- DIRECTIONS -
From the listing below, select every line that contains the string "trailhawk". Treat uppercase and lowercase letters as distinct.

- RECORD EXCERPTS -
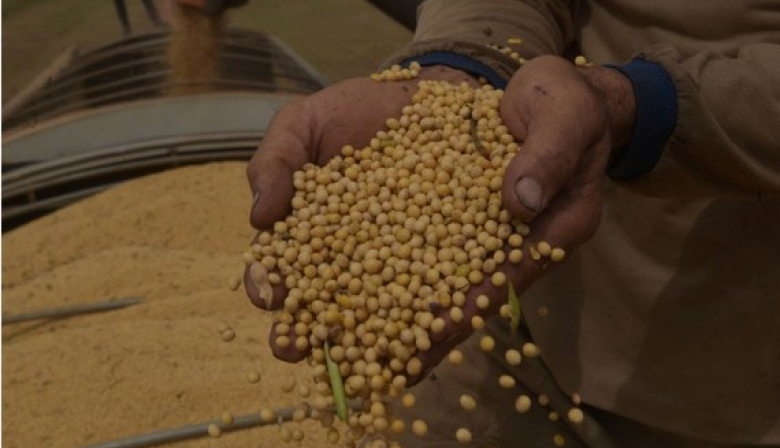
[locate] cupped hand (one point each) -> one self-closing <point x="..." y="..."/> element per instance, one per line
<point x="314" y="130"/>
<point x="569" y="120"/>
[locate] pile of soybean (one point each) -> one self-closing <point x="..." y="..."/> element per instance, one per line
<point x="382" y="247"/>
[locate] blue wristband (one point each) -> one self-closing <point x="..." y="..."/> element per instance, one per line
<point x="656" y="118"/>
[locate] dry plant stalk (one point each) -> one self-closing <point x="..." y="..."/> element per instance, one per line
<point x="193" y="50"/>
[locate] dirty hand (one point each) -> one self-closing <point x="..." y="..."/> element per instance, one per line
<point x="569" y="120"/>
<point x="314" y="130"/>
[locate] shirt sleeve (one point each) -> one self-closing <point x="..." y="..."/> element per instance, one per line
<point x="726" y="141"/>
<point x="474" y="28"/>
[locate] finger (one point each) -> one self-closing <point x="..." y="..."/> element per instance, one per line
<point x="259" y="289"/>
<point x="557" y="121"/>
<point x="541" y="168"/>
<point x="285" y="149"/>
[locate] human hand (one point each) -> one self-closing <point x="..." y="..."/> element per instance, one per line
<point x="569" y="120"/>
<point x="314" y="130"/>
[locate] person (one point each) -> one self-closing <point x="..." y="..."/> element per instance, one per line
<point x="660" y="164"/>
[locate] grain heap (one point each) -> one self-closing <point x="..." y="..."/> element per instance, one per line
<point x="383" y="245"/>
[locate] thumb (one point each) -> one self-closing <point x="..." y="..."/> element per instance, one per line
<point x="541" y="169"/>
<point x="285" y="149"/>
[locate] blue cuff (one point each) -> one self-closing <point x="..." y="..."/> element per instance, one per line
<point x="462" y="62"/>
<point x="656" y="118"/>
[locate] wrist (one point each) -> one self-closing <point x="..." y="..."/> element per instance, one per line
<point x="617" y="94"/>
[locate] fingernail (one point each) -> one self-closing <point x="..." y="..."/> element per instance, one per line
<point x="529" y="193"/>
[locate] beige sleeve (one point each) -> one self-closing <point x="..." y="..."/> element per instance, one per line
<point x="469" y="26"/>
<point x="727" y="139"/>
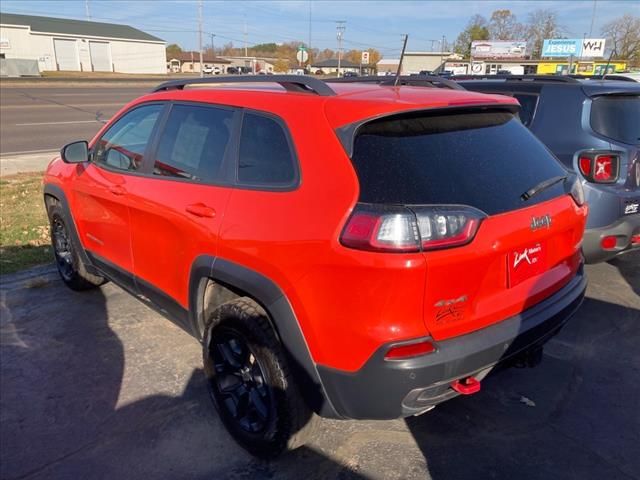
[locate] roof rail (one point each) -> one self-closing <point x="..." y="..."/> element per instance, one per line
<point x="409" y="80"/>
<point x="291" y="83"/>
<point x="608" y="76"/>
<point x="524" y="78"/>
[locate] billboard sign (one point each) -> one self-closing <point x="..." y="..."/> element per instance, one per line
<point x="592" y="47"/>
<point x="498" y="49"/>
<point x="576" y="47"/>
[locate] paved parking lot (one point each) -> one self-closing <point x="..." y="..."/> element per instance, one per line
<point x="96" y="385"/>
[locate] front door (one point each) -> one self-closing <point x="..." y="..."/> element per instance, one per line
<point x="101" y="191"/>
<point x="178" y="207"/>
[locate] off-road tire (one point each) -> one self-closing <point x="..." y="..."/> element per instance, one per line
<point x="290" y="422"/>
<point x="70" y="266"/>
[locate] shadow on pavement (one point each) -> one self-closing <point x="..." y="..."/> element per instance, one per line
<point x="75" y="404"/>
<point x="629" y="267"/>
<point x="570" y="417"/>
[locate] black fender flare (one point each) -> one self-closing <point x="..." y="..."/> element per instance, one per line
<point x="56" y="192"/>
<point x="273" y="300"/>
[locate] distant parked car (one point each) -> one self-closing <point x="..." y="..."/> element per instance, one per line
<point x="593" y="127"/>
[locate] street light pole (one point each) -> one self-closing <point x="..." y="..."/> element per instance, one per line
<point x="340" y="28"/>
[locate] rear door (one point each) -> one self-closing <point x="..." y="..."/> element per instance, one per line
<point x="178" y="206"/>
<point x="526" y="247"/>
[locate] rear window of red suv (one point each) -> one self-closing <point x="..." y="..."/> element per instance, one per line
<point x="484" y="159"/>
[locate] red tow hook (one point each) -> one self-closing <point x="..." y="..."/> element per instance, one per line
<point x="466" y="386"/>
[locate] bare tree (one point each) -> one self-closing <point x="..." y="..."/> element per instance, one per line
<point x="623" y="35"/>
<point x="476" y="29"/>
<point x="541" y="24"/>
<point x="503" y="25"/>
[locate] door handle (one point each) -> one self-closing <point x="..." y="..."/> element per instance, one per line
<point x="117" y="190"/>
<point x="201" y="210"/>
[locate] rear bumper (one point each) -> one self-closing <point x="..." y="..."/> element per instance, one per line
<point x="623" y="229"/>
<point x="391" y="389"/>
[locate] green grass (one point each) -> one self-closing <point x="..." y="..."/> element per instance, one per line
<point x="24" y="226"/>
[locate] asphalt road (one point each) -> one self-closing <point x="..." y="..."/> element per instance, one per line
<point x="96" y="385"/>
<point x="44" y="118"/>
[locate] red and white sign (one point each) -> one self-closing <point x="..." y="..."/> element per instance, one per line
<point x="526" y="262"/>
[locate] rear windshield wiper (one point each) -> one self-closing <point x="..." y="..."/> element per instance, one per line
<point x="542" y="186"/>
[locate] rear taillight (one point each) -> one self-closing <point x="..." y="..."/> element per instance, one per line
<point x="577" y="192"/>
<point x="609" y="242"/>
<point x="383" y="228"/>
<point x="447" y="226"/>
<point x="599" y="167"/>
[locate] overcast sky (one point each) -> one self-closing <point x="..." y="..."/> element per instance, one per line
<point x="368" y="24"/>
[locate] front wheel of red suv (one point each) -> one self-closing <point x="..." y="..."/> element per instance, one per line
<point x="70" y="266"/>
<point x="250" y="381"/>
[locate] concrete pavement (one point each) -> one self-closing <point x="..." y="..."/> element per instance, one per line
<point x="96" y="385"/>
<point x="38" y="118"/>
<point x="26" y="162"/>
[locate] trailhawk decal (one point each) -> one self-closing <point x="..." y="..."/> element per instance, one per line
<point x="450" y="310"/>
<point x="526" y="262"/>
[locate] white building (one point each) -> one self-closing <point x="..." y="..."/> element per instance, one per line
<point x="76" y="45"/>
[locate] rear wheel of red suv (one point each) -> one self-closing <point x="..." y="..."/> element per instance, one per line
<point x="251" y="383"/>
<point x="70" y="266"/>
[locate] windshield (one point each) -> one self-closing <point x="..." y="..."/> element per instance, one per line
<point x="617" y="117"/>
<point x="485" y="159"/>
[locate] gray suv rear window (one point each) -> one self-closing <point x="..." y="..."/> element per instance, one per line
<point x="483" y="159"/>
<point x="617" y="117"/>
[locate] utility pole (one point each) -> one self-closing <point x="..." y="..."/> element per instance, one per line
<point x="593" y="17"/>
<point x="309" y="46"/>
<point x="399" y="72"/>
<point x="200" y="36"/>
<point x="245" y="37"/>
<point x="340" y="28"/>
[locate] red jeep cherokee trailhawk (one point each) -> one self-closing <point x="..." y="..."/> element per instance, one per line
<point x="358" y="251"/>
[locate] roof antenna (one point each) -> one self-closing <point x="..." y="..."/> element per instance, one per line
<point x="606" y="69"/>
<point x="404" y="46"/>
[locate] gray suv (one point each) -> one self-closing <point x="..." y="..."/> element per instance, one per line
<point x="593" y="127"/>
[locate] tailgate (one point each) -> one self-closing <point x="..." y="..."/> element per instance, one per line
<point x="509" y="267"/>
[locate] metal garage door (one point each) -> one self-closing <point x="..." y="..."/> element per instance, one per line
<point x="100" y="57"/>
<point x="66" y="54"/>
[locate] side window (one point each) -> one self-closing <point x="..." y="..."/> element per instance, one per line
<point x="123" y="145"/>
<point x="528" y="107"/>
<point x="193" y="143"/>
<point x="265" y="157"/>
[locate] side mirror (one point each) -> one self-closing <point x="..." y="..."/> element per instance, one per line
<point x="76" y="152"/>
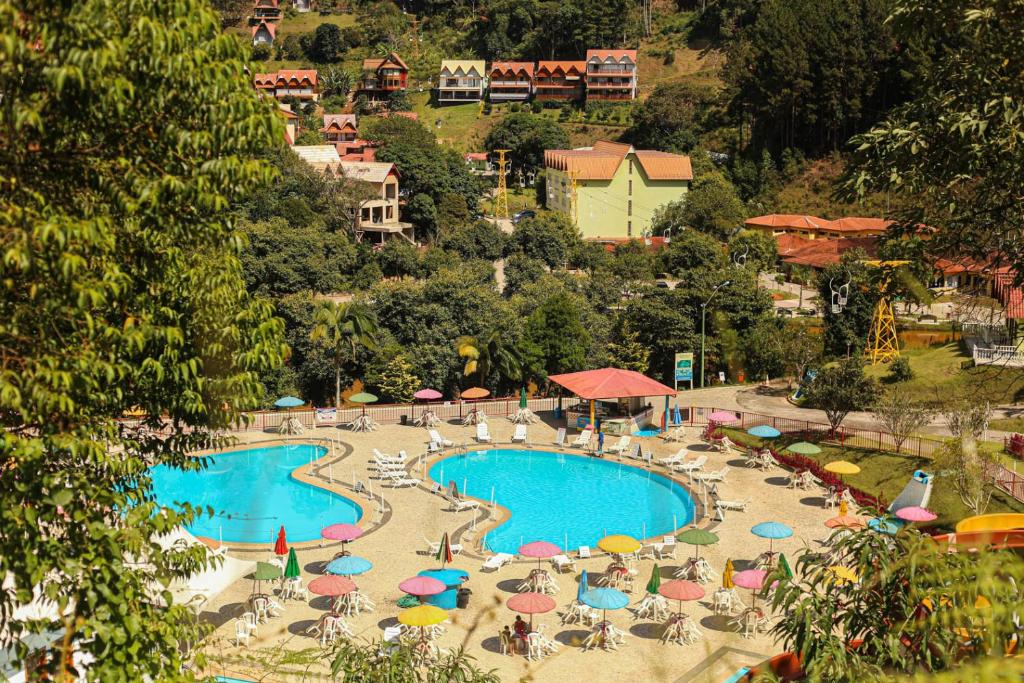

- RESPONSE -
[locate] trailhawk decal (one point each) -> one self-closing <point x="..." y="..."/> element per instance, one per line
[locate] red jeep cherokee trailhawk (one point each) -> one self-closing <point x="..." y="..."/> element per instance, one per line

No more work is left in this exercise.